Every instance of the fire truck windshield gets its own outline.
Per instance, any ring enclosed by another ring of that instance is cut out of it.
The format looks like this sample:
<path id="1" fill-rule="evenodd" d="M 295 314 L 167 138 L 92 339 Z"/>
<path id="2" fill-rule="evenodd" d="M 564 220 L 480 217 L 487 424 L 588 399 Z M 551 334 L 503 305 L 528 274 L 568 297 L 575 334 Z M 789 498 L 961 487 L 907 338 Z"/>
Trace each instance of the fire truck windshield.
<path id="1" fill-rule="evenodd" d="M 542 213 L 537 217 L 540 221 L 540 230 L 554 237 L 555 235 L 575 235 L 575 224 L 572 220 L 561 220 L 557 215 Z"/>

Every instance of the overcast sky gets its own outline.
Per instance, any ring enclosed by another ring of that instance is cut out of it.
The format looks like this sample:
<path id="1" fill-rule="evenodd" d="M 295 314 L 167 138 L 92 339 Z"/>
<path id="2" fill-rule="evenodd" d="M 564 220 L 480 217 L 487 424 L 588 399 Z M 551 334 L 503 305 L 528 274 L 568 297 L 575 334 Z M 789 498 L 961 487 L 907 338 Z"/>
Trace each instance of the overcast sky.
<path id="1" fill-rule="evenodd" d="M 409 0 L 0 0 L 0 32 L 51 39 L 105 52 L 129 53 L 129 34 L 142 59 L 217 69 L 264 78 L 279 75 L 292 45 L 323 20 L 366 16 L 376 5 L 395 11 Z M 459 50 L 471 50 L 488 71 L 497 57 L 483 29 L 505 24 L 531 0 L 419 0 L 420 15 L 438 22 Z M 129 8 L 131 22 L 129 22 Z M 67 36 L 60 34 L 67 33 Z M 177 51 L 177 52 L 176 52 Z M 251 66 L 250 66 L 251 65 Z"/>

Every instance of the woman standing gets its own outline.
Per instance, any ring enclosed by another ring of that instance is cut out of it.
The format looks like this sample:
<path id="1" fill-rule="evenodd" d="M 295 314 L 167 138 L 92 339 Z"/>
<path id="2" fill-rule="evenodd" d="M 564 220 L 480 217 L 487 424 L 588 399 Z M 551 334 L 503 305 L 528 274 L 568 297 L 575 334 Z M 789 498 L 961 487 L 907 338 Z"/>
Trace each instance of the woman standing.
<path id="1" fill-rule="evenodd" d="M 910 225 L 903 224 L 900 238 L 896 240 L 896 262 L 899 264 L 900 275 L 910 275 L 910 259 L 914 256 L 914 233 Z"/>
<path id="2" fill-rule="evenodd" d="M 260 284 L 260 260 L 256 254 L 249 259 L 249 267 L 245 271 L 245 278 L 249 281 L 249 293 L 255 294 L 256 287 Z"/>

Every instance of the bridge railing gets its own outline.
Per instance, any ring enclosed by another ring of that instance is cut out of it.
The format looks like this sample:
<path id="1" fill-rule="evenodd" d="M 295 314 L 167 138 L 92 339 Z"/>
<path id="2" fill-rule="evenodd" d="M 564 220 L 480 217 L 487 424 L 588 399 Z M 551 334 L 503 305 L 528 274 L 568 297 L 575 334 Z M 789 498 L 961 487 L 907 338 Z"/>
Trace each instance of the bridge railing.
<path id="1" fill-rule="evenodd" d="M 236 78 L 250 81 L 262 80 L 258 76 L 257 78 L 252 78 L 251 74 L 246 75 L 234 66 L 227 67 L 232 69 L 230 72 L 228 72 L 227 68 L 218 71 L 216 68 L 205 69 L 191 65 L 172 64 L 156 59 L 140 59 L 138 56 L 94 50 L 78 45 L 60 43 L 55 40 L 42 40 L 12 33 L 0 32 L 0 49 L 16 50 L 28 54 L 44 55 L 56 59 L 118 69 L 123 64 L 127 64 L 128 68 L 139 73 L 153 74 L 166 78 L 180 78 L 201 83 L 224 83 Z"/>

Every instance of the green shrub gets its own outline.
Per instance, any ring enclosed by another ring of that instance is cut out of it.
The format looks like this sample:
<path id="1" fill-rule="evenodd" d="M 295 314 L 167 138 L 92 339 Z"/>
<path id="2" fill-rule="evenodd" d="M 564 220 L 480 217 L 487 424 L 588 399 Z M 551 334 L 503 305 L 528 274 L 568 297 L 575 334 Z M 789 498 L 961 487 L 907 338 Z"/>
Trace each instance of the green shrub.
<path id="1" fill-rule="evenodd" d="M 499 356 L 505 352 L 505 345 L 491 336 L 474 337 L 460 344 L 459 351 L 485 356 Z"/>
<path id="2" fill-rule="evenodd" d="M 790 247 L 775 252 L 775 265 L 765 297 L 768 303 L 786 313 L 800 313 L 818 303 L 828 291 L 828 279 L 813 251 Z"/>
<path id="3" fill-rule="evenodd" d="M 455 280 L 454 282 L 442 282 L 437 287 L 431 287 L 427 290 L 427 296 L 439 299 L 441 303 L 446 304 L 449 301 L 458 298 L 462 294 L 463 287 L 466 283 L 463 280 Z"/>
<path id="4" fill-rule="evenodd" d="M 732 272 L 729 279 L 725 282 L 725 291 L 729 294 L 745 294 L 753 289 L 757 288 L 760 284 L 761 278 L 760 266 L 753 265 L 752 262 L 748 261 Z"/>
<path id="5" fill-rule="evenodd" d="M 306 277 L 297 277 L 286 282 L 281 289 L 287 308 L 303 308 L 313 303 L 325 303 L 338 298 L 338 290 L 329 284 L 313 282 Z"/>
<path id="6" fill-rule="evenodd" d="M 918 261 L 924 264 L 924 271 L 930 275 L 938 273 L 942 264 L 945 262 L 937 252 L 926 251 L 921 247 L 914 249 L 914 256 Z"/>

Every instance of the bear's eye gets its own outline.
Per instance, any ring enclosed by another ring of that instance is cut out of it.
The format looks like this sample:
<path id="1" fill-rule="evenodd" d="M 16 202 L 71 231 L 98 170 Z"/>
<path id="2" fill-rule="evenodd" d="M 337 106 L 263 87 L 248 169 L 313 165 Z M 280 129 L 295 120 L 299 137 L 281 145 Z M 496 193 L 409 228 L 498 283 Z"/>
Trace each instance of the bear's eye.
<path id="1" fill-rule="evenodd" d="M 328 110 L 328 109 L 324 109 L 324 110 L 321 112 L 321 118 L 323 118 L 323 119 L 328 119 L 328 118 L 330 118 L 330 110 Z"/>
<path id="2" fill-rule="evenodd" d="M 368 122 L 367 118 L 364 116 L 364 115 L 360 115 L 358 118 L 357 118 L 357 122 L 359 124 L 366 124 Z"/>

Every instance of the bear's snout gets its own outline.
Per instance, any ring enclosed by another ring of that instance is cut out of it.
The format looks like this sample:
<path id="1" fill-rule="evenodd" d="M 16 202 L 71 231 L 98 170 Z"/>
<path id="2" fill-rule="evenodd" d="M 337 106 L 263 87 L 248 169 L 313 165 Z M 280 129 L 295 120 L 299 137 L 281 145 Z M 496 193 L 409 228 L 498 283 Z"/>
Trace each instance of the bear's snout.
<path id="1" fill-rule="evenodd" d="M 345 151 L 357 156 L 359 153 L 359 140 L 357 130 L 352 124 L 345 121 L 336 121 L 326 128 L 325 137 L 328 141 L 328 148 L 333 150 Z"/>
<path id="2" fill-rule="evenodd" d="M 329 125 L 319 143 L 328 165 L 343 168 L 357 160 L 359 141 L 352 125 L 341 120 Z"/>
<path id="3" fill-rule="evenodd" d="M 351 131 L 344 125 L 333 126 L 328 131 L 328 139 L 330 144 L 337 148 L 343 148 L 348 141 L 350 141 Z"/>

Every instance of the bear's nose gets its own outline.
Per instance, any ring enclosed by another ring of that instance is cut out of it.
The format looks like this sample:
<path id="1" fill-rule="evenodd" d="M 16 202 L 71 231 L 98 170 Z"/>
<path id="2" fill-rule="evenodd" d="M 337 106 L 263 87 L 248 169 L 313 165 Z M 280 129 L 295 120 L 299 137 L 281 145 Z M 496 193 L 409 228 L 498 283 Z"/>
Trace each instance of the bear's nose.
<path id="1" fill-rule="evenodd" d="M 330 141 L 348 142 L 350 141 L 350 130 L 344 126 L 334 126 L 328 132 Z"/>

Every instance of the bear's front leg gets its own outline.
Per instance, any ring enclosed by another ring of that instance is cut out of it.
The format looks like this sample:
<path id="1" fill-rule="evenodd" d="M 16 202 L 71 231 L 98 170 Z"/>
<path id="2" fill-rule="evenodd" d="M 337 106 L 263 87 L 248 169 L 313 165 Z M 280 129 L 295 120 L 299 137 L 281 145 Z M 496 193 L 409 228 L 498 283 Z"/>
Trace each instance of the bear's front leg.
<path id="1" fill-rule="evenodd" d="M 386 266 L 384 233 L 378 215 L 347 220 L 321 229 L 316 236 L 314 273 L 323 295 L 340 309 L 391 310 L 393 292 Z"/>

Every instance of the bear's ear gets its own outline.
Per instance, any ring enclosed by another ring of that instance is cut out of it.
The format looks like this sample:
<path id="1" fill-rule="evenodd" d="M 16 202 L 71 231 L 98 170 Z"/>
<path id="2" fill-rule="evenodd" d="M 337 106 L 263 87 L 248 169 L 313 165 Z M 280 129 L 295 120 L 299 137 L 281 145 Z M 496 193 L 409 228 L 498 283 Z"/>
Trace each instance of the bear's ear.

> [WORK TO BE COMPLETED]: Search the listing for "outline" and show every line where it occurs.

> [TASK SOLUTION]:
Every instance of the fire truck windshield gets its own outline.
Every instance of the overcast sky gets its own outline.
Every instance of the woman standing gets its own outline.
Every instance of the bridge railing gets its own outline.
Every instance of the green shrub gets its own outline.
Every instance of the bear's eye gets its own outline.
Every instance of the bear's snout gets its own outline.
Every instance of the bear's nose gets its own outline.
Every instance of the bear's front leg gets its own outline.
Every instance of the bear's ear gets its own outline.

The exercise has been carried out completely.